Given instruction => Pick up the forum thread about supporting boards on a planer where it stops, and carry it forward from its last post.

Selected extract =>
For long boards lay an extension table made from plywood through the machine.
Regards from Perth
Derek
Nice solution. My infeed/outfeed tables are not the same as yours. They are removable tables that rest only on the planer stand. I should be able to do my own version of this though.
Thank you.
rshelly,I just put a slab of melamine, about 5'long, on the planner surface. There is a cleat on the underside that catches on the infeed table so the melamine board stays put.
Derek:I have the same problem that Randy has, from time to time, with my Ridgid Planer. I like your solution and will try it. I find it pays to read these posts.Thanks, Jim
Were they longer 'sticks' and needed support on the infeed and outfeed?
No, I was just running a 2' long peice of walnut through.

Given entries =>
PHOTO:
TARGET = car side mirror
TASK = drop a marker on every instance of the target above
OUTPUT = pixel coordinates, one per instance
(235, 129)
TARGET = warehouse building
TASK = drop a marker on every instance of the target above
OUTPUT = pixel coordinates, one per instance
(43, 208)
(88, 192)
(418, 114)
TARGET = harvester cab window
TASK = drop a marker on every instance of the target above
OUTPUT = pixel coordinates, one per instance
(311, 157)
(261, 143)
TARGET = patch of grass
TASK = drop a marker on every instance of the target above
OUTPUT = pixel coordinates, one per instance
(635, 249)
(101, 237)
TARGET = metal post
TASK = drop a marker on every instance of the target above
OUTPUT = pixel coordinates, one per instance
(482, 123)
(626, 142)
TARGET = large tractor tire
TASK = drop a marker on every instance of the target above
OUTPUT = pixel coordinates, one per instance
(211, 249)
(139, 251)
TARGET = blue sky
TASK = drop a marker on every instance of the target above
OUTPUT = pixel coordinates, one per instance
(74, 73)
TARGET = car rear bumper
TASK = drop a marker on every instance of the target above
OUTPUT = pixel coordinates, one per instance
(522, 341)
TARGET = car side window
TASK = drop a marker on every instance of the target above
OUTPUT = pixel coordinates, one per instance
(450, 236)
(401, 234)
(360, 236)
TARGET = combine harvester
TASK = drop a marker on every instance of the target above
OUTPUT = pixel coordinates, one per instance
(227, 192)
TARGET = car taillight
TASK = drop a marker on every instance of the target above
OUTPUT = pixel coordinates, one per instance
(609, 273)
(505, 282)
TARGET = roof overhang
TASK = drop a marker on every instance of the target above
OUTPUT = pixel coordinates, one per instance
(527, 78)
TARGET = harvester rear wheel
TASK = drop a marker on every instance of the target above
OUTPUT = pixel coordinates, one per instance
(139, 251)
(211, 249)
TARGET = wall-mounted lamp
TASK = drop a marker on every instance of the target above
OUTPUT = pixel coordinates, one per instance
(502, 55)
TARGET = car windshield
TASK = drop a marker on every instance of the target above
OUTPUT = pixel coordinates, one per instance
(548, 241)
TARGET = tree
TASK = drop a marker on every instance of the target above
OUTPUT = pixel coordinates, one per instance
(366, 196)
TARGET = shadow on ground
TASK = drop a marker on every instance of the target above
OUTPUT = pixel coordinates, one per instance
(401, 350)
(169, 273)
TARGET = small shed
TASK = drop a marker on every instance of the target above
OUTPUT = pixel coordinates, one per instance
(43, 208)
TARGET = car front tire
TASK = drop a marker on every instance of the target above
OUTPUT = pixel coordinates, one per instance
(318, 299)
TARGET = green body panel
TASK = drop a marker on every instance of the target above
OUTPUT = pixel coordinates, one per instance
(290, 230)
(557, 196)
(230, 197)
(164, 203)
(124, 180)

Written response =>
I had this issue and posted it over on the Breaktime forum. Got a lot of good suggestions, but the best and most comprehensive solution came from an accidental discovery. I found that the in- and out-feed wings had become adjusted too high, for some reason. I don't remember ever adjusting them, so it must have happened during 10 years of constant use. Once I brought them back down and lined them up, it works like it did when it was new. No problems since then. Not sure it will help you, but you never know!! Good luck.
In other words, free-market capitalism is the best path to prosperity.
Hey all,
This is what I do; cut the board that you're planning 6 to 8 inches longer then final dimensions. Then just cut the snip off with the chop saw. Doesn't eliminate snipe but it works.